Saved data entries
• • • •

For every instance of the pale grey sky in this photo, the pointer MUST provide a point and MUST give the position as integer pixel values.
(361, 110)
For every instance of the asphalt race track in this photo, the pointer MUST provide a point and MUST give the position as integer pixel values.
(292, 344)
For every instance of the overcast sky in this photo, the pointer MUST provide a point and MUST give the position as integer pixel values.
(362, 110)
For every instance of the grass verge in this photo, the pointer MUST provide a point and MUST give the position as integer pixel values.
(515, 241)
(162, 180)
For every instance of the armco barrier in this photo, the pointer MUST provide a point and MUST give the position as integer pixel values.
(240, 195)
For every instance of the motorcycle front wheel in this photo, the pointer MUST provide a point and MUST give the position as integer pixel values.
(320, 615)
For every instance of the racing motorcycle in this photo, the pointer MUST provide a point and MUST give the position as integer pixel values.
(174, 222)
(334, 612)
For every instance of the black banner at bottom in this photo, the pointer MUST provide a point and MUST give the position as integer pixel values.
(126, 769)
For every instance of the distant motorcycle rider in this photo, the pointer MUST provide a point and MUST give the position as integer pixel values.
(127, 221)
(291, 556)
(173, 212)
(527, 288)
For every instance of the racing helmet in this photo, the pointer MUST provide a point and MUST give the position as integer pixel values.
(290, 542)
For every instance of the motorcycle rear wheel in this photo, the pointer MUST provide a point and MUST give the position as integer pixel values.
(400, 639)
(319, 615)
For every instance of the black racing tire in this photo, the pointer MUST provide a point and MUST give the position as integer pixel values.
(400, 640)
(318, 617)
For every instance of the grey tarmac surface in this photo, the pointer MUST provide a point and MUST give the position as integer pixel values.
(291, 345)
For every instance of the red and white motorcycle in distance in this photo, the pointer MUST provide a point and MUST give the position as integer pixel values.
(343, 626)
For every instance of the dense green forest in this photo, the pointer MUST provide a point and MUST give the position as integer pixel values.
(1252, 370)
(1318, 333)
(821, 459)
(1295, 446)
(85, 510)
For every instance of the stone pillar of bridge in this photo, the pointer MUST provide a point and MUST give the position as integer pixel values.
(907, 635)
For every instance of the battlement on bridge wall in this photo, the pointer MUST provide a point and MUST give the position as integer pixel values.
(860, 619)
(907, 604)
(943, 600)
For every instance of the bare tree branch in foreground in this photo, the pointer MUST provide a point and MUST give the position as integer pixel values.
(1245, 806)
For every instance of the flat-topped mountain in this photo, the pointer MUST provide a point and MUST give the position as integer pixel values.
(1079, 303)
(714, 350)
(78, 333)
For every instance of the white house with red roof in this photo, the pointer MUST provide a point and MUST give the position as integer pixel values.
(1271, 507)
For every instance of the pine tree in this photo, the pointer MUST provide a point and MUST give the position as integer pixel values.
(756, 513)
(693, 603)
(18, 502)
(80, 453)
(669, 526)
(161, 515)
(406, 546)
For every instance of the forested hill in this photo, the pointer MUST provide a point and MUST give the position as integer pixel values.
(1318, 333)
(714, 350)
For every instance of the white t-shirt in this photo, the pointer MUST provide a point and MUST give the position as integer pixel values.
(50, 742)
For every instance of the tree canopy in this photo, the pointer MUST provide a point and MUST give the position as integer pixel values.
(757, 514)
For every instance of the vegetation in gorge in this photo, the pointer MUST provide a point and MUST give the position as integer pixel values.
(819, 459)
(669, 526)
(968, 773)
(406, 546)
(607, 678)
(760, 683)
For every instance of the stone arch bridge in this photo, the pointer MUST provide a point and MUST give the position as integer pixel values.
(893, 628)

• • • •

- [Exercise requirements]: Recast the lines above, from the line with "For every instance of the stone arch" through the last line, as a Markdown table with the columns Row and Line. Leave out blank lines.

- [Result of the task]:
| Row | Line |
|---|---|
| 1 | For every instance of the stone arch bridge in this photo, the pointer MUST provide a point and MUST give the position as integer pixel values. |
| 2 | (893, 628) |